# Défi 1:
Recopiez toutes les lignes de la liste ci-dessous, consignes comprises, en augmentant de 140 chaque coordonnée en pixels donnée en réponse, sans toucher à l'exemple de format. N'incluez pas les images.

# Texte fourni:
--------------------------------
L’action se situe entre 1957 et 1962, le maccarthysme est passé de mode, mais la peur du communisme persiste et l’opinion publique voudrait qu’Abel soit exécuté dans les plus brefs délais. Donovan, qui a tout d’un Atticus Finch (c’est d’ailleurs Gregory Peck qui était supposé incarner le personnage dans une version antérieure et abandonnée du film), devient la proie d’attaques médiatiques, de regards venimeux et même de coups de feu tirés dans sa fenêtre, manquant pour un peu  d’atteindre ses enfants. Difficile de voir ces scènes sans faire le parallèle avec certaines tendances islamophobes que l’on peut observer aux États-Unis à l’heure actuelle.

Bridge of Spies marque certainement le début d’une nouvelle représentation de la guerre froide. On est loin des adaptations au style très littéraire de John le Carré (style L’espion qui venait du froid), des aventures burlesques d’Indiana Jones dans le quatrième volet de la série ou encore des films d’agitprop tels que Red Dawn. Spielberg s’intéresse ici à la guerre froide non pas en tant que genre cinématographique, mais en tant que période historique, comme il l’a précédemment fait pour plusieurs autres époques. Il se déplace aisément des États-Unis vers Berlin et même l’U.R.S.S. pour nous offrir une vision certes idéalisée, et même quelque peu fantasmée, mais profondément humaine du conflit.

Car, au final, Bridge of Spies est l’histoire d’un homme qui ne cède pas à la peur, qui n’abandonne pas son esprit analytique devant la menace soviétique, et qui se fait défenseur de la loi, même lorsque les juges veulent l’en dissuader. C’est aussi l’histoire d’une amitié improbable, entre cet avocat et l’espion soviétique qu’il accepte de représenter. Les deux hommes ne se disent presque rien, et pourtant, on sent entre eux une complicité, une communauté d’esprit remarquable et un sens de la dignité qui ne peut inspirer que le respect.
--------------------------------
# Lignes de données:
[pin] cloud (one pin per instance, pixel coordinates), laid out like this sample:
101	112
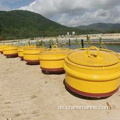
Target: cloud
77	12
3	8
--------------------------------
# Défi 2:
Rédigez la suite de la critique de Bridge of Spies plus haut, à partir de sa dernière phrase.

# Résultat 1:
[pin] cloud (one pin per instance, pixel coordinates), laid out like this sample:
101	112
Target: cloud
217	152
143	148

# Résultat 2:
Si l’on donne pour tâche à Donovan de mener des négociations avec les Soviétiques à Berlin, ce qui devrait permettre d’échanger l’espion Abel pour un espion américain, c’est précisément parce qu’il est un tiers, l’élément humain qui manque tant aux services de renseignement. Le message est clair : des deux côtés du rideau de fer, derrière la crainte de l’autre et la bureaucratie écrasante, il y a des gens prêts à dialoguer.

Dans sa reconstruction historique élégante, Spielberg n’oublie pas de doser humour (ce sont, après tout, les frères Coen qui ont retravaillé le scénario de Matt Charman), action et émotion (certains diront sentimentalité), trois ingrédients qui font la marque de commerce du réalisateur américain au renom légendaire. Si le nom de Spielberg ne rime pas exactement avec modernité et évoque aujourd’hui une période révolue du cinéma hollywoodien, c’est peut-être aussi parce qu’on ne retrouve dans sa filmographie quasiment aucune œuvre située à l’époque contemporaine. L’auteur de Soldat Ryan est de ceux qui n’ont pas fini de revisiter le passé, de le soumettre à nouveau à notre mémoire collective afin d’y trouver, qui sait, le moyen de mettre en perspective les enjeux du monde que nous habitons aujourd’hui.

 

Bridge of Spies est disponible sur DVD/Blu-ray et Vidéo sur demande depuis le 2 février 2016.